» Fragmento del documento
No, a escondidas no, porque nunca me lo han prohibido, todo lo contrario. He leído todo lo que he querido y los libros que me ha dado la gana, sin recomendaciones por edades ni por temas. Y, por supuesto, sin la menor supervisión.

 

¿Qué tres libros recomendaría a un niño? Pueden ser para distintas edades. 

Como mi experiencia con mi hijo es que la graduación por edades no funciona, todo depende de lo lector que sea el niño. Los lectores precoces necesitan desde muy pequeños historias complejas con densidad narrativa, con tramas bien definidas y buenos personajes. Roald Dahl se les queda pequeño enseguida. Recomendaría mucho los primeros Harry Potter para un chaval de ocho años buen lector (en general, a esa edad, le empujaría a leer cualquier cosa, aunque no la entienda, si tiene bagaje). Las adaptaciones de clásicos como la Odisea que hay en las librerías son lecturas espléndidas para el rato de antes de ir a dormir (y si no edulcoran demasiado las aventuras, mejor). Y una versión infantil del Quijote siempre es bienvenida por cualquier niño al que le gusten los porrazos y los chistes gruesos.

 

¿Tiene alguna anécdota de cuando era chico relacionada con la lectura?

No sé si es anécdota. A los ocho años me regalaron los Viajes extraordinarios de Julio Verne y me los leí de un tirón. Creo que no entendí ni la mitad, pero me fascinaron. Entonces me pareció algo muy normal. Hoy veo que muy pocos niños leen a Verne tan temprano. Si mis padres hubieran estado un poco atentos, tal vez no me habría dado ese atracón y ahora no sería escritor.

 

¿Cree que los niños detectan en general cuando un libro se dirige a ellos de un modo paternalista?

En general, sí, pero están indefensos ante ese ataque. No tienen las herramientas críticas de un adulto para rechazar ese tono. Es más, en la escuela se fomentan ese tipo de relatos, por lo que es difícil percibirlos como indeseables. Como no tienen armas para rebelarse contra ello, acaban identificando la literatura con el sermón, y esa es una de las razones por las que se malogran muchas vocaciones lectoras.

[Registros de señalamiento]
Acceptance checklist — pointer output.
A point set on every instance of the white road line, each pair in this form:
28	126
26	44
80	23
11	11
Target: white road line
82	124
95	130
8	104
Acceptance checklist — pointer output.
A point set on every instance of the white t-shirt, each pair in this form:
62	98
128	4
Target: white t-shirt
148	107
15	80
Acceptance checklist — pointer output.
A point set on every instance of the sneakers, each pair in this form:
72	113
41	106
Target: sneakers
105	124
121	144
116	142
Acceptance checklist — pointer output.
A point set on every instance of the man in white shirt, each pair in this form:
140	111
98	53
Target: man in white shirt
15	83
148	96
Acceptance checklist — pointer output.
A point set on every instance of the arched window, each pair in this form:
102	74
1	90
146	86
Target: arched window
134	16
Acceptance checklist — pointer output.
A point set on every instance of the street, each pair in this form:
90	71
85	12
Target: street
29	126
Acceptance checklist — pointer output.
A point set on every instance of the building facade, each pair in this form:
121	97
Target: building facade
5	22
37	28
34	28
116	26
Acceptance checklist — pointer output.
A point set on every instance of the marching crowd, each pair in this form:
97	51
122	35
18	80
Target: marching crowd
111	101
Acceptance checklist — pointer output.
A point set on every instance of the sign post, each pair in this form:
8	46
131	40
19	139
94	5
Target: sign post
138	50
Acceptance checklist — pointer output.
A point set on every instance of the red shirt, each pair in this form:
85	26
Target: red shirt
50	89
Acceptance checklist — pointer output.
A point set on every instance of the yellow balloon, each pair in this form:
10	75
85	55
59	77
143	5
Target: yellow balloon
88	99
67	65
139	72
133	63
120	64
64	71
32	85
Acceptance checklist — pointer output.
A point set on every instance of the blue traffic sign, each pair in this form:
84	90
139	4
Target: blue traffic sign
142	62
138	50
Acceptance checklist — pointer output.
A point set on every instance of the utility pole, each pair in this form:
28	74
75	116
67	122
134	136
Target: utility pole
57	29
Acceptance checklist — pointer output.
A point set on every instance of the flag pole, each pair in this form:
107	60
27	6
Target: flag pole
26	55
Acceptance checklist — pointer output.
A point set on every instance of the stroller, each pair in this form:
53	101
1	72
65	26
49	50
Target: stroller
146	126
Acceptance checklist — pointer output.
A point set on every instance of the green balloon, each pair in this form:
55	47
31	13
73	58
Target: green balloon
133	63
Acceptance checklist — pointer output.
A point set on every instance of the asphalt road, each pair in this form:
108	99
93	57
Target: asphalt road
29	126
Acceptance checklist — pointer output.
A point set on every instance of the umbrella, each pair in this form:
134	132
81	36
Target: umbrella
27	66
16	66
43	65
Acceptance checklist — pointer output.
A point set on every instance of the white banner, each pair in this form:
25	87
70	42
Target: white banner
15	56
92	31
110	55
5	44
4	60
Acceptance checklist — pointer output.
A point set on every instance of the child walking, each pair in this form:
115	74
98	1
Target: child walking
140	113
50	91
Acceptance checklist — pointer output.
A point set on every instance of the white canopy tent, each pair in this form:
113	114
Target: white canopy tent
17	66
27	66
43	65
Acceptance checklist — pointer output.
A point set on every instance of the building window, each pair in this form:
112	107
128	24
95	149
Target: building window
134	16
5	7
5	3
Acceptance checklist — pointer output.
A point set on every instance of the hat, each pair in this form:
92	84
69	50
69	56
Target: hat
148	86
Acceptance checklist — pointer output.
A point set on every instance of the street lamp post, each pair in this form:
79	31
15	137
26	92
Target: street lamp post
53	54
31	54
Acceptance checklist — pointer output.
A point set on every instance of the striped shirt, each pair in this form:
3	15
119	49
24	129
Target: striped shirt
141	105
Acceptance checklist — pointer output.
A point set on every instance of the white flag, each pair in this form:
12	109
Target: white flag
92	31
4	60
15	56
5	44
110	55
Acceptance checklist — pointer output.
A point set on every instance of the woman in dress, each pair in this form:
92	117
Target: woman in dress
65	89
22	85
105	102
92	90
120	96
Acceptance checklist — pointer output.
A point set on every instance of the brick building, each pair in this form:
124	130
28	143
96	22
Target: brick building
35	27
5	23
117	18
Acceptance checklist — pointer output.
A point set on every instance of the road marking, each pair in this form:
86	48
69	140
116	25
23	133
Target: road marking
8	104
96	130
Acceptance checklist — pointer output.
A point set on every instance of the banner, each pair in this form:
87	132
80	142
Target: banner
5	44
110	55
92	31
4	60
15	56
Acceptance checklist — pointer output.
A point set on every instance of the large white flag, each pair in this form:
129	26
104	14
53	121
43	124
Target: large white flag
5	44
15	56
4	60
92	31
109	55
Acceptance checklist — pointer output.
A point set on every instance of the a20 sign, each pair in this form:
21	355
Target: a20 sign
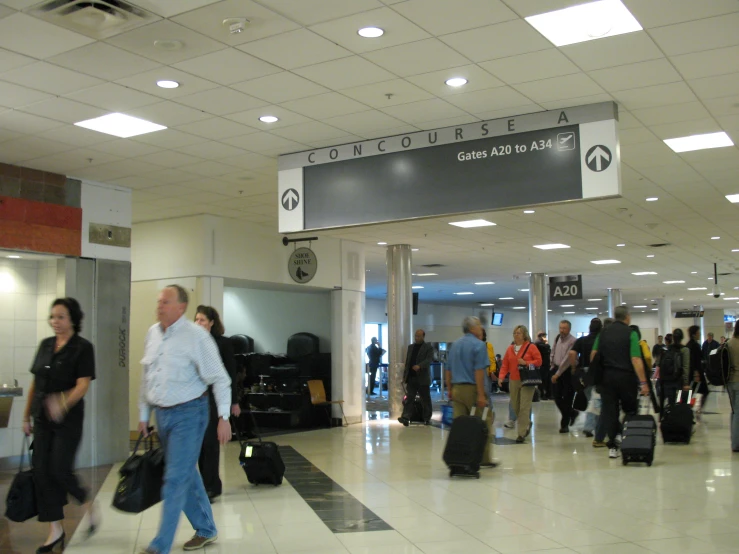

» Descripción del ejercicio
Por favor, transcribe de la entrevista sobre la lectura infantil todo lo que va desde "No, a escondidas" hasta "la menor supervisión.".

» Respuesta al ejercicio
No, a escondidas no, porque nunca me lo han prohibido, todo lo contrario. He leído todo lo que he querido y los libros que me ha dado la gana, sin recomendaciones por edades ni por temas. Y, por supuesto, sin la menor supervisión.